The Venezuelan government blames all its problems on a conspiracy by the United States to sabotage the Venezuelan economy and eventually stage a coup. Few people inside or outside Venezuela believes that and what is keeping Maduro in power is his ability to pay the security forces and some of the unarmed government bureaucracy enough to suppress the opposition. Maduro knows that not a lot of people in the opposition want a violent revolution and are willing to try just about anything to achieve needed changes peacefully. How long that will last is unclear. It always is until it suddenly isn’t.

September 26, 2016: In Colombia the final peace deal with FARC was finally signed.

September 23, 2016: Venezuela has permanently (for now) reopened the main border crossings with Colombia. Venezuela ordered the 2,219 kilometer long border closed in August 2015 and only reopened some crossings sporadically since then. The official reason for the 2015 closing was a non-existent threat of attack from Colombia. The real, but unofficial, reason was the Venezuelan government fears that there might be a mass exodus from Venezuela because of the economic crisis there. The Venezuelan government also believed the border closings would reduce the smuggling created because of price controls and the thriving black market the shortages created. In practice the border closings did not stop the smugglers, it just made it a bit more expensive for them to operate. For Venezuelans desperate to get to Colombia to obtain essential supplied (like food or medicine) the border closing made it more expensive (in time and money) to cross the border. All this was because there are several hundred known, but illegal, border crossings with Colombia that Venezuela does not crack down on. That’s because these remote and unofficial crossings are a necessity. Even when Venezuela opens all the official crossings they impose high exit fees. It also takes a long time for border officials to check everyone to ensure that they are not smuggling and not wanted by the police (especially for opposing the government). The illegal crossings are also informally guarded but the fees are much lower plus there are no restrictions and minimal waiting time. The illegal crossing take longer to reach (because they are in remote, thinly populated areas) and there is more risk of encountering bandits. Despite that most Venezuelans now avoid the official crossings when they must go to Colombia to get essential supplies or find work. The Colombian government hasn’t cracked down as long as the visitors are mainly peaceful. Unofficially the Colombian security forces expect the illegal visitors to cooperate when asked for information about what they saw on the way in and how things are in Venezuela. This has become a good source about what is actually happening in Venezuela and discourages criminal activity along the border. With the official crossings open again the government can import emergency supplies from Colombia as well as allow the few remaining legal Venezuelan export businesses to survive.

____

Rewrite the part of the Venezuela report that begins at the words "The Venezuelan government blames" and stops after "was finally signed.", putting "political opposition" wherever "opposition" appears. Draw only on the Venezuela report, not on the data.

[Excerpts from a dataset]
____

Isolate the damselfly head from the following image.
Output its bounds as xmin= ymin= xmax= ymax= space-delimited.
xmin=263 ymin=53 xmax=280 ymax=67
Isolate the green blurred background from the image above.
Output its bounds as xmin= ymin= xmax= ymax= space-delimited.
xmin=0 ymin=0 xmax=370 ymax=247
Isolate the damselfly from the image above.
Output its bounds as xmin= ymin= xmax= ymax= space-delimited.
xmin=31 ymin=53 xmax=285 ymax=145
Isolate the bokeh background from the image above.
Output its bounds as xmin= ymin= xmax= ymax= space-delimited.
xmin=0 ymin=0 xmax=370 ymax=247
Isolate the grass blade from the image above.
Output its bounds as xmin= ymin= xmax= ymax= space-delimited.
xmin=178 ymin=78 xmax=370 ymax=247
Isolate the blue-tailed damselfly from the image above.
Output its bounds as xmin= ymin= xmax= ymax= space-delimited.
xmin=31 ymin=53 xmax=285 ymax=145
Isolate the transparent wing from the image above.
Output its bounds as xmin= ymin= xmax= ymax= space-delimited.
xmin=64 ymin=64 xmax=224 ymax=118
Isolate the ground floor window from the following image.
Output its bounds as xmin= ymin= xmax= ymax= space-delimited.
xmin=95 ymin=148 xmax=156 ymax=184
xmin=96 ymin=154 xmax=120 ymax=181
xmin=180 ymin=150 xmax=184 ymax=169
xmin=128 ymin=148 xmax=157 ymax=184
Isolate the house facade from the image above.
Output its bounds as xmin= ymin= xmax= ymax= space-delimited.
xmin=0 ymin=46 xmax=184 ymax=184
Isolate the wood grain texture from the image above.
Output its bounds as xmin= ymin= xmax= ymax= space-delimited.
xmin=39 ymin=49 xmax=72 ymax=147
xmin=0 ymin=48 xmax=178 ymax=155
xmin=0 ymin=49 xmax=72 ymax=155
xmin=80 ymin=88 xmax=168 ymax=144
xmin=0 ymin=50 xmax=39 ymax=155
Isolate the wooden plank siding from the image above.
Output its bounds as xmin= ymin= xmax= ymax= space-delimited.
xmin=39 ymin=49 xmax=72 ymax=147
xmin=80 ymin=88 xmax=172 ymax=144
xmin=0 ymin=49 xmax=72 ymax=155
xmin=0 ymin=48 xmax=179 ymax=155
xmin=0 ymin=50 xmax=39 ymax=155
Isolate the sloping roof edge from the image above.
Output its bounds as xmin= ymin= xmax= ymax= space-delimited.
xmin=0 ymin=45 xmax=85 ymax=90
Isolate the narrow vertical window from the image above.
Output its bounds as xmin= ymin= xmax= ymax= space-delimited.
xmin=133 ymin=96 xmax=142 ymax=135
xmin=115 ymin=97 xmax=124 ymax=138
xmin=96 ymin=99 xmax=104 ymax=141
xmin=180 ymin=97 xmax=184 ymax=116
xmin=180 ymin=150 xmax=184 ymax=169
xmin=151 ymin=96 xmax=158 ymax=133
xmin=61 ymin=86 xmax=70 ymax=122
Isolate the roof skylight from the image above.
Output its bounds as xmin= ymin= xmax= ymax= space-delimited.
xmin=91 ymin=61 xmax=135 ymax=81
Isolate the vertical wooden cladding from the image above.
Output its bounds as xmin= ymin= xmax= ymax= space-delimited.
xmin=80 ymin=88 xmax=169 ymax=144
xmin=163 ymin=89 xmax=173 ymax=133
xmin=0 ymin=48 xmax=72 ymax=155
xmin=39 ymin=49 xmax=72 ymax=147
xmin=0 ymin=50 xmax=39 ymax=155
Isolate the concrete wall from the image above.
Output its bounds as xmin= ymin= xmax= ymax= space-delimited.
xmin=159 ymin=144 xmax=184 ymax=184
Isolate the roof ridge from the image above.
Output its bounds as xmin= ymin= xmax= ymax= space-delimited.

____

[Answer below]
The Venezuelan government blames all its problems on a conspiracy by the United States to sabotage the Venezuelan economy and eventually stage a coup. Few people inside or outside Venezuela believes that and what is keeping Maduro in power is his ability to pay the security forces and some of the unarmed government bureaucracy enough to suppress the political opposition. Maduro knows that not a lot of people in the political opposition want a violent revolution and are willing to try just about anything to achieve needed changes peacefully. How long that will last is unclear. It always is until it suddenly isn’t.

September 26, 2016: In Colombia the final peace deal with FARC was finally signed.